● ASSIGNMENT:
The answer must be a word-for-word copy of the records below, with every picture left out.

Natural language region descriptions
* * *
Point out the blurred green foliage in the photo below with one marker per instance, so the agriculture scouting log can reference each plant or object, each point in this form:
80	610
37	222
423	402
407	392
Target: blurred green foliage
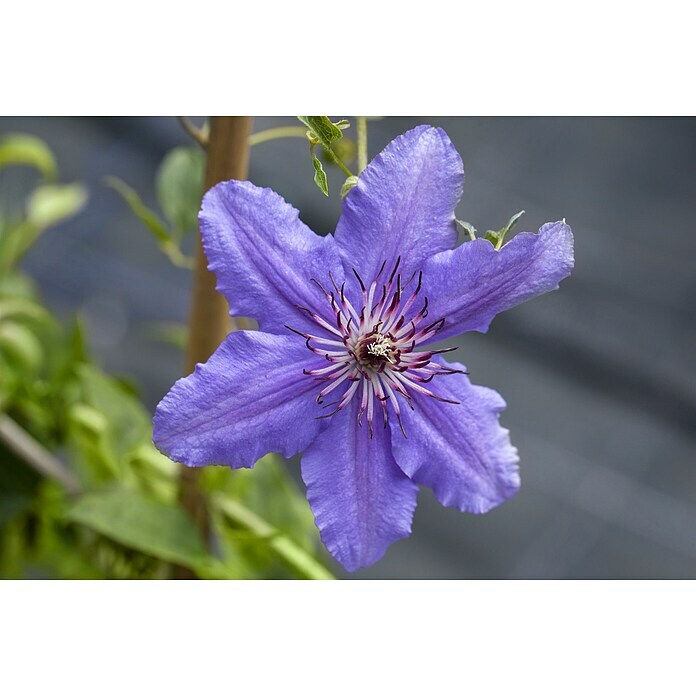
123	520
* * *
● OUTPUT FOR THIS EXERCISE:
Point out the blurred green foliage in the photo below with one marker per instance, so the agriculture scouting log can reference each plant or object, each point in this form:
80	610
37	222
423	402
407	392
Target: blurred green foliage
123	520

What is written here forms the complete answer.